#### PROBLEM DESCRIPTION:
Update the data below by replacing "instance" with "occurrence" everywhere and keeping everything else the same. Leave the pictures out of your answer.
--- begin RECORDS FOR THIS EXERCISE ---
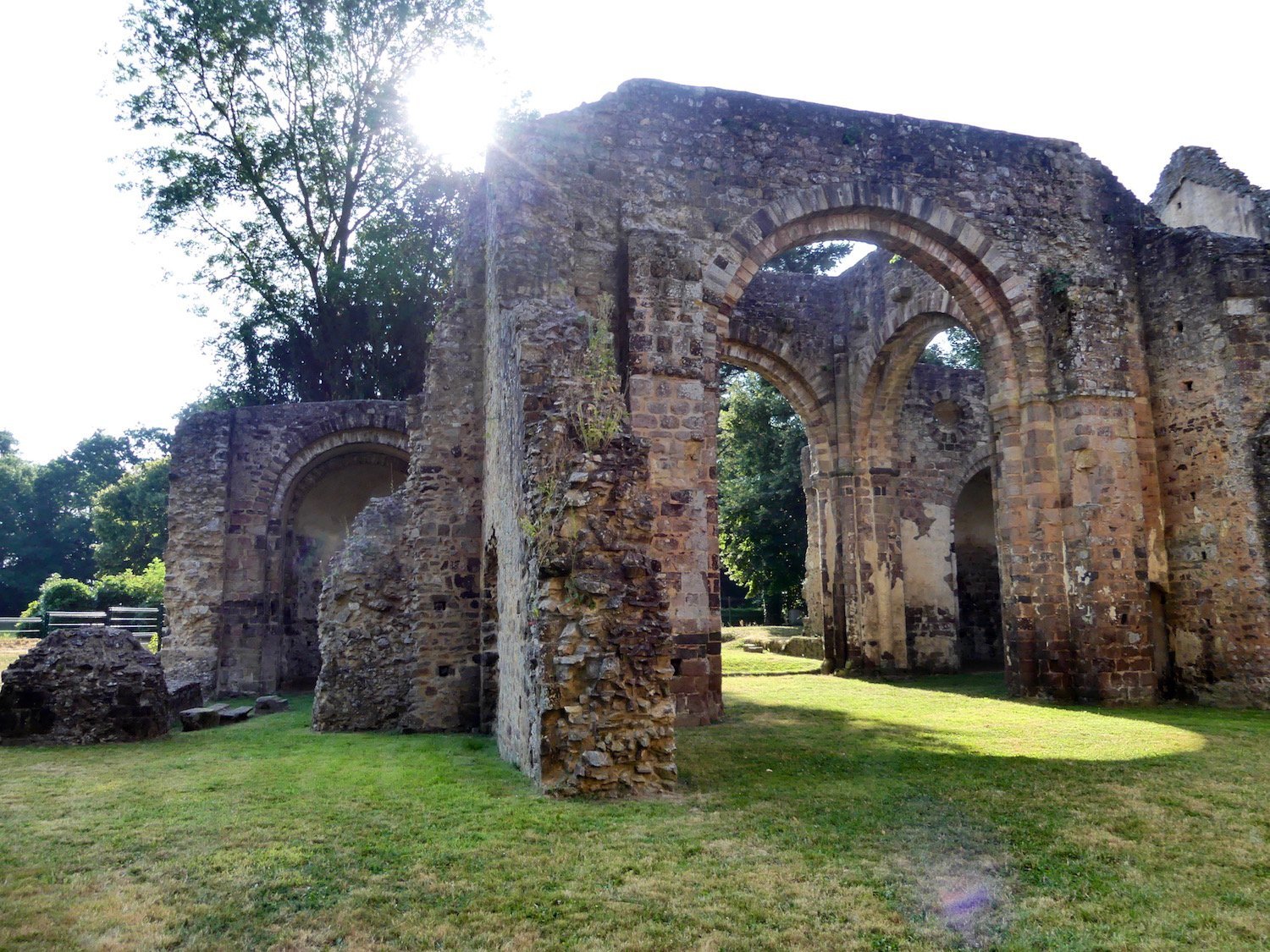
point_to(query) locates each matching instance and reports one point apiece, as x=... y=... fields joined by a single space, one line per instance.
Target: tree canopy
x=960 y=348
x=130 y=520
x=47 y=509
x=762 y=513
x=281 y=150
--- end RECORDS FOR THIS EXERCISE ---
#### RESPONSE:
point_to(query) locates each matching occurrence and reports one point apiece, as x=... y=... fields joined by a single space, one line per occurrence.
Target: tree canopy
x=960 y=348
x=130 y=520
x=47 y=509
x=762 y=513
x=281 y=150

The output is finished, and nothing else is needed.